→ SET PROBLEM:
Starting with the line that contains "Question. Indicate a point on each instance of the man's dark" and going on through the end of the material below, write out every line again, requests included. Shift each coordinate in the answers by adding -75 to it.
**** PROVIDED ENTRIES ****
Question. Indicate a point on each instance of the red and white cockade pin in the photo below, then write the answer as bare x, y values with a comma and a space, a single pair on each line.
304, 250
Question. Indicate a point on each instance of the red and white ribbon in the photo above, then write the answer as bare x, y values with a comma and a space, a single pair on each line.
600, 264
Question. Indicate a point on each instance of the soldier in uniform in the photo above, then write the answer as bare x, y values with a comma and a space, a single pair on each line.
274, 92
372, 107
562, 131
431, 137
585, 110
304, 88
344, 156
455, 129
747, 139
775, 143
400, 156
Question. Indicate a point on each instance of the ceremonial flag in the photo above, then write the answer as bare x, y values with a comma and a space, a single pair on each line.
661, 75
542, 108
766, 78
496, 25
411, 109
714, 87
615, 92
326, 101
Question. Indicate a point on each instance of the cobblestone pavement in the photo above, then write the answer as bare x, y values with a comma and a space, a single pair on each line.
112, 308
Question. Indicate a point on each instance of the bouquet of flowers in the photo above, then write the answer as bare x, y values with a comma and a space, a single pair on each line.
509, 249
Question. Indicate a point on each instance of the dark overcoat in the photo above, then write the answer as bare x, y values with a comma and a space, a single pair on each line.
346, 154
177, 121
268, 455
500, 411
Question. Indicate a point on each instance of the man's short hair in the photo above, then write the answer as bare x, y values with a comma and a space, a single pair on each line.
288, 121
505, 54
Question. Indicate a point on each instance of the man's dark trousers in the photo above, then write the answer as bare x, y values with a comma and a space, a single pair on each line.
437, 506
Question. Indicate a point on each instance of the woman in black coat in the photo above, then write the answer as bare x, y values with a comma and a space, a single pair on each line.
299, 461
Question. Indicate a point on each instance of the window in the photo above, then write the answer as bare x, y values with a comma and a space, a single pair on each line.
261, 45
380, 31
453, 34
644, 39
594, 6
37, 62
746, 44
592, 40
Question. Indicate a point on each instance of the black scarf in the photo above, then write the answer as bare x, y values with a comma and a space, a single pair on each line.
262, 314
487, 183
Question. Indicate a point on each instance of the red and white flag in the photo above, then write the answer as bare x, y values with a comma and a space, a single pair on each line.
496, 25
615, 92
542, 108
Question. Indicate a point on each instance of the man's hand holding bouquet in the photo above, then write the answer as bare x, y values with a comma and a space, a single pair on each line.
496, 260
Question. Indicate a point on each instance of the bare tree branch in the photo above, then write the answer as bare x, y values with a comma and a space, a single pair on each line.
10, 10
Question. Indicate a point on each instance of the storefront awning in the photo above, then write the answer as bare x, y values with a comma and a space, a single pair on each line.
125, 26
****
→ ANSWER FOR THE TASK:
Question. Indicate a point on each instance of the man's dark trousers in the photo above, then write the answer as bare x, y values with a comma and a space, a single pair on each line.
362, 431
Question. Indicate a point on each instance of the woman in black coat in the photo above, then write the answer as bare x, y values with a comma and a space, a single pair on each line.
224, 386
Question. Indicate a point on each instance of the window in the photo above, then write the answer as bare x, y values with a comma and a space, a single pair on each line.
186, -30
305, -44
378, -41
569, -36
519, -69
-38, -13
671, -31
517, -35
Question. Indicate a point on each instance of the black scarf in the photo above, then write the answer as bare x, y values with a comma and a space, a single pair on each line.
187, 239
412, 108
Question. Indicate a point on each instance of the red and white flag in the photo above, then write the answer as bare x, y values with a comma and a space, a single pair on each line.
421, -50
540, 17
467, 33
Question. Indicate a point on each instance of the man's hand holding bouquet in the photo above, then write the answer as bare x, y values with a comma and a space, a single pair on each line.
421, 185
Question. Indicate a point on each instance of the bare tree branch in the photo above, then write the answer as bare x, y values with a comma and a space, a single pair on each line.
-65, -65
Question. Indicate a point on each instance of the storefront awning in the photo above, then write the answer as bare x, y values with a comma and a space, a single pair on each line.
50, -49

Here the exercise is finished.